I must've missed the part where Alistair Overeem gained high level D1 wrestling credentials.

It's gonna come down to whether or not AO lands the knee when Brock shoots in for the inevitable takedown... All I know is that I will be playing a prop bet on this one...


----------



## Budhisten (Apr 11, 2010)

Just updated the OP with an article on the initial odds for this fight. Courtesy of MMAjunkie.com


----------



## box (Oct 15, 2006)

Lets take a moment of silence for the UFC and Dana White. Once again bringing us excellence.


----------



## Mckeever (Apr 26, 2009)

SigFig said:


> This.
> 
> I must've missed the part where Alistair Overeem gained high level D1 wrestling credentials.
> 
> It's gonna come down to whether or not AO lands the knee when Brock shoots in for the inevitable takedown... All I know is that I will be playing a prop bet on this one...


Alistair at this point in his career is a much better wrestler than Shane Carwin IMO. I think Overeems wrestling is quite under rated, it seems to have improved drastically as of late.

I'll call it now. Guillotine choke round 1, Overeem. I just have a feeling Overeem will be training the shit out of that Guillotine as a counter to Brocks bull rushing take down.


----------



## SigFig (Sep 22, 2009)

Mckeever said:


> Alistair at this point in his career is a much better wrestler than Shane Carwin IMO. I think Overeems wrestling is quite under rated, it seems to have improved drastically as of late.
> 
> I'll call it now. Guillotine choke round 1, Overeem. I just have a feeling Overeem will be training the shit out of that Guillotine as a counter to Brocks bull rushing take down.

● DATA EXTRACT:

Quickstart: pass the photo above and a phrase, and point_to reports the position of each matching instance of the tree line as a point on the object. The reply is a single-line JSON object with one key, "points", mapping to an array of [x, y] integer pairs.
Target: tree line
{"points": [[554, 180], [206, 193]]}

● THINGS TO DO:
- 1) In the forum thread, what finish does Mckeever predict for Overeem?
- 2) Please give the forum thread again, starting with "## Budhisten (Apr" and going on through "bringing us excellence.", with "excellence" replaced by "great fights".

● RESPONSES:
- 1) A guillotine choke in round 1.

- 2)
## Budhisten (Apr 11, 2010)

Just updated the OP with an article on the initial odds for this fight. Courtesy of MMAjunkie.com


----------



## box (Oct 15, 2006)

Lets take a moment of silence for the UFC and Dana White. Once again bringing us great fights.